╭─ SOURCE RECORDS

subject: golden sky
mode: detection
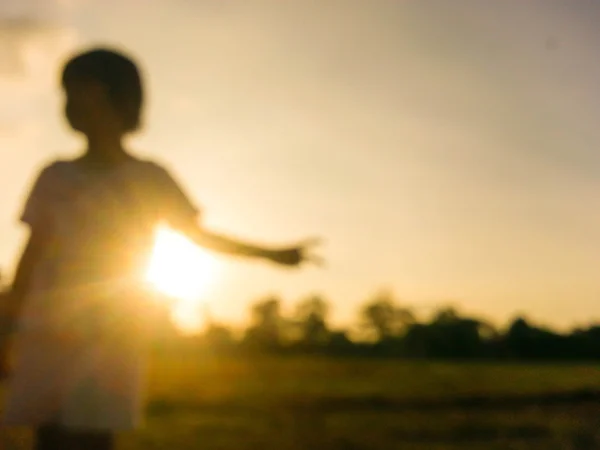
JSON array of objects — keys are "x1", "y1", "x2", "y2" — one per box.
[{"x1": 0, "y1": 0, "x2": 599, "y2": 330}]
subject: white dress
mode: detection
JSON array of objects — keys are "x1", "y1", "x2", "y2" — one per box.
[{"x1": 1, "y1": 157, "x2": 198, "y2": 431}]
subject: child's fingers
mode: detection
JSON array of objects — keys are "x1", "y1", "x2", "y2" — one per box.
[
  {"x1": 301, "y1": 236, "x2": 323, "y2": 248},
  {"x1": 306, "y1": 253, "x2": 325, "y2": 267}
]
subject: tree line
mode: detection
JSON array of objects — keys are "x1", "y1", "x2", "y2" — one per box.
[
  {"x1": 155, "y1": 290, "x2": 600, "y2": 362},
  {"x1": 2, "y1": 277, "x2": 599, "y2": 361}
]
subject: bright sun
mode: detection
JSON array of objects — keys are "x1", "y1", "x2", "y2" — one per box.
[{"x1": 145, "y1": 225, "x2": 220, "y2": 334}]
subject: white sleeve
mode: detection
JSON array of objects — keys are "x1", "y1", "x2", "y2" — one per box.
[
  {"x1": 20, "y1": 162, "x2": 60, "y2": 228},
  {"x1": 150, "y1": 163, "x2": 200, "y2": 226}
]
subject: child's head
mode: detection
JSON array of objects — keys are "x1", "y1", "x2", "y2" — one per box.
[{"x1": 61, "y1": 47, "x2": 144, "y2": 137}]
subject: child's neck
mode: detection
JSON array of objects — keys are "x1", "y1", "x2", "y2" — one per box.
[{"x1": 84, "y1": 133, "x2": 131, "y2": 168}]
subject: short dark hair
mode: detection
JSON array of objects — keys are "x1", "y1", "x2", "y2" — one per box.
[{"x1": 61, "y1": 47, "x2": 144, "y2": 132}]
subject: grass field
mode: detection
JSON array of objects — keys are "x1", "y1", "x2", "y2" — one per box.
[{"x1": 2, "y1": 354, "x2": 600, "y2": 449}]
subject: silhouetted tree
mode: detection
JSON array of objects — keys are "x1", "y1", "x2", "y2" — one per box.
[
  {"x1": 294, "y1": 294, "x2": 331, "y2": 348},
  {"x1": 502, "y1": 316, "x2": 569, "y2": 360},
  {"x1": 569, "y1": 326, "x2": 600, "y2": 360},
  {"x1": 203, "y1": 323, "x2": 235, "y2": 353},
  {"x1": 243, "y1": 296, "x2": 284, "y2": 351},
  {"x1": 432, "y1": 307, "x2": 459, "y2": 324},
  {"x1": 360, "y1": 290, "x2": 415, "y2": 342},
  {"x1": 328, "y1": 330, "x2": 354, "y2": 355},
  {"x1": 402, "y1": 306, "x2": 489, "y2": 358},
  {"x1": 505, "y1": 316, "x2": 535, "y2": 359}
]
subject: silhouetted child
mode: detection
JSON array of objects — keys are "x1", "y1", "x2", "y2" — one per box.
[{"x1": 0, "y1": 47, "x2": 321, "y2": 450}]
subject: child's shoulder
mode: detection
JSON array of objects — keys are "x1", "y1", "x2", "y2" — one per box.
[
  {"x1": 133, "y1": 156, "x2": 179, "y2": 180},
  {"x1": 134, "y1": 156, "x2": 166, "y2": 171},
  {"x1": 32, "y1": 157, "x2": 78, "y2": 180}
]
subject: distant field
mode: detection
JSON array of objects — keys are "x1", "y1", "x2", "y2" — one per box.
[{"x1": 3, "y1": 355, "x2": 600, "y2": 449}]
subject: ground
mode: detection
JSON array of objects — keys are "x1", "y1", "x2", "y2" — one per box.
[{"x1": 2, "y1": 354, "x2": 600, "y2": 449}]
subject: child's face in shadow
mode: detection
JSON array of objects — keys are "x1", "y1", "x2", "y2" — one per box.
[{"x1": 63, "y1": 78, "x2": 124, "y2": 137}]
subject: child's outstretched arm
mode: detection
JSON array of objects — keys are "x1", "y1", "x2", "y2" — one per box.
[
  {"x1": 154, "y1": 164, "x2": 323, "y2": 268},
  {"x1": 176, "y1": 220, "x2": 322, "y2": 268}
]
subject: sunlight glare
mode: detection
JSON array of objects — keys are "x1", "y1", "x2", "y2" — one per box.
[
  {"x1": 172, "y1": 301, "x2": 205, "y2": 335},
  {"x1": 146, "y1": 225, "x2": 219, "y2": 332}
]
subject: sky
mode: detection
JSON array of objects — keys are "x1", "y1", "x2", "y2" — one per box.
[{"x1": 0, "y1": 0, "x2": 599, "y2": 331}]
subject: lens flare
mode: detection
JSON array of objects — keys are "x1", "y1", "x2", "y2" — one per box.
[{"x1": 146, "y1": 225, "x2": 219, "y2": 332}]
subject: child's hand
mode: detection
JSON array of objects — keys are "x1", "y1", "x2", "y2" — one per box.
[{"x1": 267, "y1": 238, "x2": 323, "y2": 267}]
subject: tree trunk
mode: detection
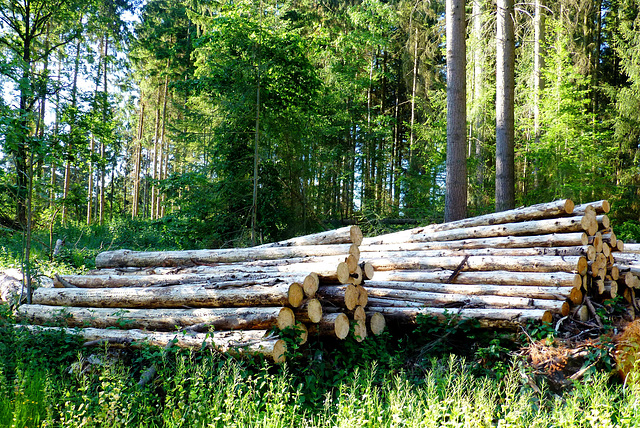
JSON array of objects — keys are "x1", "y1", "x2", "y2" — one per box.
[
  {"x1": 365, "y1": 280, "x2": 579, "y2": 301},
  {"x1": 372, "y1": 270, "x2": 583, "y2": 288},
  {"x1": 471, "y1": 0, "x2": 485, "y2": 203},
  {"x1": 157, "y1": 72, "x2": 169, "y2": 218},
  {"x1": 151, "y1": 85, "x2": 162, "y2": 220},
  {"x1": 402, "y1": 216, "x2": 593, "y2": 243},
  {"x1": 363, "y1": 231, "x2": 588, "y2": 250},
  {"x1": 55, "y1": 272, "x2": 314, "y2": 289},
  {"x1": 364, "y1": 287, "x2": 570, "y2": 312},
  {"x1": 255, "y1": 225, "x2": 363, "y2": 247},
  {"x1": 95, "y1": 242, "x2": 359, "y2": 268},
  {"x1": 18, "y1": 325, "x2": 286, "y2": 363},
  {"x1": 62, "y1": 39, "x2": 82, "y2": 224},
  {"x1": 364, "y1": 254, "x2": 588, "y2": 274},
  {"x1": 361, "y1": 245, "x2": 595, "y2": 260},
  {"x1": 86, "y1": 135, "x2": 95, "y2": 225},
  {"x1": 362, "y1": 198, "x2": 574, "y2": 245},
  {"x1": 367, "y1": 306, "x2": 553, "y2": 328},
  {"x1": 533, "y1": 0, "x2": 545, "y2": 146},
  {"x1": 32, "y1": 283, "x2": 302, "y2": 309},
  {"x1": 445, "y1": 0, "x2": 468, "y2": 221},
  {"x1": 99, "y1": 35, "x2": 109, "y2": 225},
  {"x1": 495, "y1": 0, "x2": 515, "y2": 211},
  {"x1": 18, "y1": 304, "x2": 287, "y2": 331},
  {"x1": 132, "y1": 100, "x2": 145, "y2": 218}
]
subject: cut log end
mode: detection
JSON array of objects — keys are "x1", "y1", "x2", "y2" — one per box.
[
  {"x1": 362, "y1": 262, "x2": 375, "y2": 280},
  {"x1": 577, "y1": 256, "x2": 588, "y2": 276},
  {"x1": 295, "y1": 322, "x2": 308, "y2": 345},
  {"x1": 368, "y1": 312, "x2": 386, "y2": 335},
  {"x1": 337, "y1": 262, "x2": 351, "y2": 284},
  {"x1": 288, "y1": 283, "x2": 304, "y2": 308},
  {"x1": 272, "y1": 339, "x2": 287, "y2": 364},
  {"x1": 573, "y1": 274, "x2": 583, "y2": 289},
  {"x1": 564, "y1": 199, "x2": 575, "y2": 214},
  {"x1": 344, "y1": 284, "x2": 359, "y2": 310},
  {"x1": 349, "y1": 266, "x2": 363, "y2": 285},
  {"x1": 569, "y1": 287, "x2": 583, "y2": 305},
  {"x1": 350, "y1": 226, "x2": 364, "y2": 246},
  {"x1": 353, "y1": 318, "x2": 367, "y2": 342},
  {"x1": 580, "y1": 232, "x2": 589, "y2": 246},
  {"x1": 277, "y1": 307, "x2": 295, "y2": 330},
  {"x1": 307, "y1": 299, "x2": 323, "y2": 323},
  {"x1": 356, "y1": 285, "x2": 368, "y2": 308},
  {"x1": 561, "y1": 301, "x2": 571, "y2": 317},
  {"x1": 303, "y1": 273, "x2": 319, "y2": 298},
  {"x1": 542, "y1": 311, "x2": 553, "y2": 324},
  {"x1": 349, "y1": 244, "x2": 361, "y2": 261},
  {"x1": 353, "y1": 305, "x2": 366, "y2": 322},
  {"x1": 577, "y1": 305, "x2": 589, "y2": 322},
  {"x1": 346, "y1": 254, "x2": 359, "y2": 273},
  {"x1": 334, "y1": 313, "x2": 350, "y2": 339}
]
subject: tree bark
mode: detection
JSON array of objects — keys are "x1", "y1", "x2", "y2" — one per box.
[
  {"x1": 307, "y1": 313, "x2": 349, "y2": 339},
  {"x1": 95, "y1": 243, "x2": 359, "y2": 268},
  {"x1": 32, "y1": 283, "x2": 301, "y2": 309},
  {"x1": 406, "y1": 216, "x2": 592, "y2": 243},
  {"x1": 255, "y1": 225, "x2": 363, "y2": 248},
  {"x1": 18, "y1": 325, "x2": 286, "y2": 363},
  {"x1": 361, "y1": 245, "x2": 595, "y2": 260},
  {"x1": 365, "y1": 280, "x2": 579, "y2": 301},
  {"x1": 372, "y1": 270, "x2": 583, "y2": 288},
  {"x1": 364, "y1": 254, "x2": 588, "y2": 275},
  {"x1": 363, "y1": 231, "x2": 588, "y2": 250},
  {"x1": 18, "y1": 304, "x2": 288, "y2": 331},
  {"x1": 495, "y1": 0, "x2": 515, "y2": 211},
  {"x1": 364, "y1": 287, "x2": 569, "y2": 312},
  {"x1": 445, "y1": 0, "x2": 468, "y2": 221},
  {"x1": 54, "y1": 272, "x2": 312, "y2": 289},
  {"x1": 362, "y1": 199, "x2": 574, "y2": 245},
  {"x1": 367, "y1": 306, "x2": 553, "y2": 328}
]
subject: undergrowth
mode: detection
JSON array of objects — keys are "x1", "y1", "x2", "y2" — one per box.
[{"x1": 1, "y1": 305, "x2": 639, "y2": 427}]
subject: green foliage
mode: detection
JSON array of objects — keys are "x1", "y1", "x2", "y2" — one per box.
[
  {"x1": 0, "y1": 323, "x2": 639, "y2": 427},
  {"x1": 524, "y1": 320, "x2": 557, "y2": 342},
  {"x1": 615, "y1": 220, "x2": 640, "y2": 243}
]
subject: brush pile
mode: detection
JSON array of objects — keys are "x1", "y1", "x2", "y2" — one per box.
[{"x1": 16, "y1": 226, "x2": 382, "y2": 363}]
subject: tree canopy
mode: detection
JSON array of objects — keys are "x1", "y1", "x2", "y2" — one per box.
[{"x1": 1, "y1": 0, "x2": 639, "y2": 248}]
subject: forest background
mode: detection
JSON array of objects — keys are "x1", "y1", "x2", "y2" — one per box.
[{"x1": 2, "y1": 0, "x2": 640, "y2": 259}]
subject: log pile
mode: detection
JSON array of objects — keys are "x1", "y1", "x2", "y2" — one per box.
[
  {"x1": 17, "y1": 226, "x2": 385, "y2": 363},
  {"x1": 358, "y1": 199, "x2": 640, "y2": 328},
  {"x1": 15, "y1": 198, "x2": 640, "y2": 361}
]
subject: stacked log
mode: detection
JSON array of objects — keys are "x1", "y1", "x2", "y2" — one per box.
[
  {"x1": 16, "y1": 199, "x2": 638, "y2": 359},
  {"x1": 17, "y1": 226, "x2": 383, "y2": 362},
  {"x1": 359, "y1": 199, "x2": 639, "y2": 328}
]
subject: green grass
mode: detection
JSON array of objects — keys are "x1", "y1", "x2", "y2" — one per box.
[
  {"x1": 0, "y1": 320, "x2": 639, "y2": 428},
  {"x1": 2, "y1": 219, "x2": 640, "y2": 427}
]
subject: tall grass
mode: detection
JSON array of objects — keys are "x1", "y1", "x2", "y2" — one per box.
[{"x1": 0, "y1": 347, "x2": 639, "y2": 427}]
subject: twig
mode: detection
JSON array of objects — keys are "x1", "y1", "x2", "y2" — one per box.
[
  {"x1": 446, "y1": 255, "x2": 469, "y2": 283},
  {"x1": 55, "y1": 274, "x2": 78, "y2": 288}
]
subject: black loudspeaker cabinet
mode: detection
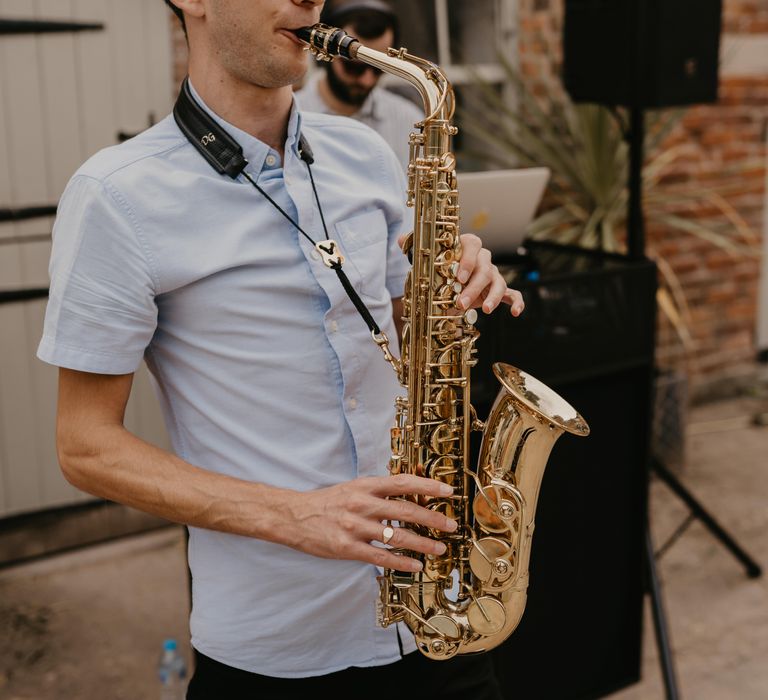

╰─

*TASK TO COMPLETE*. Which lines in the listing have the string "green"? Pick them out and copy them.

*RESPONSE AREA*.
subject: green foliage
subject: green grass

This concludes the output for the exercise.